(Task statement)
Print every line of the data below without changing anything.

(Records)
________

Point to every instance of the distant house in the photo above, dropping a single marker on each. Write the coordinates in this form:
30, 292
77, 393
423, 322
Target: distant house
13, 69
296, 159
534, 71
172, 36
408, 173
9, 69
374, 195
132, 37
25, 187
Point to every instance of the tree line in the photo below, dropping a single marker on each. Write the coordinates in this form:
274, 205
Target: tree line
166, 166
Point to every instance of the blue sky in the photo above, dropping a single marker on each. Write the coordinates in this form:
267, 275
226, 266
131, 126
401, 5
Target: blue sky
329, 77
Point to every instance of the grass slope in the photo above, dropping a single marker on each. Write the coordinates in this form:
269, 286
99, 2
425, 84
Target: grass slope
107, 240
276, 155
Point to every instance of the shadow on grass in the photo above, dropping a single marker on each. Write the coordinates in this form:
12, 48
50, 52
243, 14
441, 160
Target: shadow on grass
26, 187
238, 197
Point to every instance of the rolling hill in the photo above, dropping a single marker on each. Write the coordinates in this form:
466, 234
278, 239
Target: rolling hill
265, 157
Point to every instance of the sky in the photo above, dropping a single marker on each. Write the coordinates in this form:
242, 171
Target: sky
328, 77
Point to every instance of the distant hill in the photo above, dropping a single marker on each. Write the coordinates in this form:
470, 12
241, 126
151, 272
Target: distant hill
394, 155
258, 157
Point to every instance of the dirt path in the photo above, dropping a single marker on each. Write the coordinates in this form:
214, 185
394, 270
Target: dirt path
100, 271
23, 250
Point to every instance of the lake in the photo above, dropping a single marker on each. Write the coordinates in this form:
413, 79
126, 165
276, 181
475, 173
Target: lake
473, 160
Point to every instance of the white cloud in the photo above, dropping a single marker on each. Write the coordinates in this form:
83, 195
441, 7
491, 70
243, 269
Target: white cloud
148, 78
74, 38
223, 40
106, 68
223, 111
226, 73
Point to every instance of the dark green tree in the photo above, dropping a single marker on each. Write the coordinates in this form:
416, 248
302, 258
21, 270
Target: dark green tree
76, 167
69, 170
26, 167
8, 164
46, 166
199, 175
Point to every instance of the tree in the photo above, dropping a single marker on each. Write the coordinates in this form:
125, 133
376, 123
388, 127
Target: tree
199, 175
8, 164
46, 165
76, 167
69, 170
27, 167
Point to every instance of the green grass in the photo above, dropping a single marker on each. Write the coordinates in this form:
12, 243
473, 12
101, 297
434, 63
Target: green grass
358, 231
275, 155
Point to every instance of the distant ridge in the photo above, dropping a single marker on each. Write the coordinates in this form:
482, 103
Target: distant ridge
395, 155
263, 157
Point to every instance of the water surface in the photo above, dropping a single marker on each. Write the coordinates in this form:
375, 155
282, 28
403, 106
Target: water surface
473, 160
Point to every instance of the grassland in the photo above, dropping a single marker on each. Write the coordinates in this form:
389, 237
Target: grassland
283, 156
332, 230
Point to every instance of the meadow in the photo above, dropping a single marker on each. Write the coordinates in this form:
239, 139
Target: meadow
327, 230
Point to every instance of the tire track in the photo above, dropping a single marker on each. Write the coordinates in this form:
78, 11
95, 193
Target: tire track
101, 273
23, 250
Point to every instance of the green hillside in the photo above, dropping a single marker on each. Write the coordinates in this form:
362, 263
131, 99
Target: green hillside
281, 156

________

(Task result)
Point to every instance of the distant house in the photo above, dropping a single marker on each. Write the coordinates in this form:
30, 292
77, 393
423, 322
Target: distant house
13, 69
296, 159
534, 71
172, 36
408, 173
9, 69
374, 195
132, 37
25, 187
Point to every instance of the tree line in the photo below, dropping a single marker on each. Write the coordinates in this form:
274, 205
Target: tree line
166, 166
Point to every instance of the blue sky in the photo above, dropping a single marker on each. Write the coordinates in this form:
267, 275
226, 266
131, 126
401, 5
Target: blue sky
329, 77
Point to every instance of the grass slope in the photo above, dropping a single marker on each. Write the coordinates in this form:
269, 286
99, 2
425, 84
Target: grass slope
107, 240
276, 155
Point to every instance of the shadow on grass in the photo above, dropping a single marker on each. Write the coordinates in this form:
12, 48
50, 52
243, 14
441, 160
Target: shadow on grass
26, 187
238, 197
Point to every instance of the rolling hill in the photo above, dropping a single marker on each. Write the coordinates in this form:
466, 234
278, 239
Target: rolling hill
265, 157
Point to every instance of the sky in the photo above, dropping a single marker on each. Write the coordinates in this form:
242, 171
Target: sky
328, 77
Point to every instance of the distant hill in the photo above, dropping a single marker on each. Write the coordinates in this form:
470, 12
241, 126
151, 272
Target: distant hill
394, 155
258, 157
Point to every instance of the dirt path in the photo above, dropping a single marker on each. Write the coordinates in this form:
214, 185
394, 270
Target: dirt path
100, 271
23, 250
Point to every instance of the lake in the photo above, dropping a single marker on each. Write the coordinates in this form:
413, 79
126, 165
276, 181
475, 173
Target: lake
473, 160
Point to every instance of the white cloud in the photo above, dropping a single marker on each. Write the coordinates in this form:
83, 195
441, 7
491, 70
243, 269
Target: white cloud
148, 78
74, 38
223, 40
106, 68
223, 111
226, 73
Point to every instance of the dark green tree in the photo above, dropping a single marker on each. Write the coordinates in this form:
416, 248
302, 258
21, 270
Target: dark green tree
76, 167
69, 170
26, 167
8, 164
46, 166
199, 175
Point to every instance of the tree in the photo above, dropping a single marker on each. Write the coordinates in this form:
125, 133
376, 123
388, 127
Target: tree
199, 175
8, 164
46, 165
76, 167
69, 170
27, 167
Point to every instance of the green grass in the photo above, dropping a single marker on each. Write the coordinates in this form:
12, 243
473, 12
101, 297
434, 63
Target: green grass
358, 231
275, 155
Point to every instance of the distant ridge in the photo above, dropping a single marker on each. Write the coordinates in this form:
482, 103
Target: distant ridge
395, 155
263, 157
Point to every instance of the water surface in the photo above, dropping a single marker on each. Write the coordinates in this form:
375, 155
282, 28
403, 106
Target: water surface
473, 160
Point to every instance of the grassland in the photo above, dropping a single marker on each. Write the coordinates in this form:
389, 237
Target: grassland
283, 156
332, 230
Point to every instance of the meadow in the photo above, dropping a single marker on each. Write the coordinates in this form:
239, 139
Target: meadow
327, 230
Point to every instance of the tire track in the photo above, dropping a single marker on each. Write the coordinates in this form:
78, 11
95, 193
Target: tire track
101, 273
23, 250
Point to every instance of the green hillside in the photo above, dropping a single marker on each. Write the coordinates in this form:
362, 263
131, 99
Target: green hillside
281, 156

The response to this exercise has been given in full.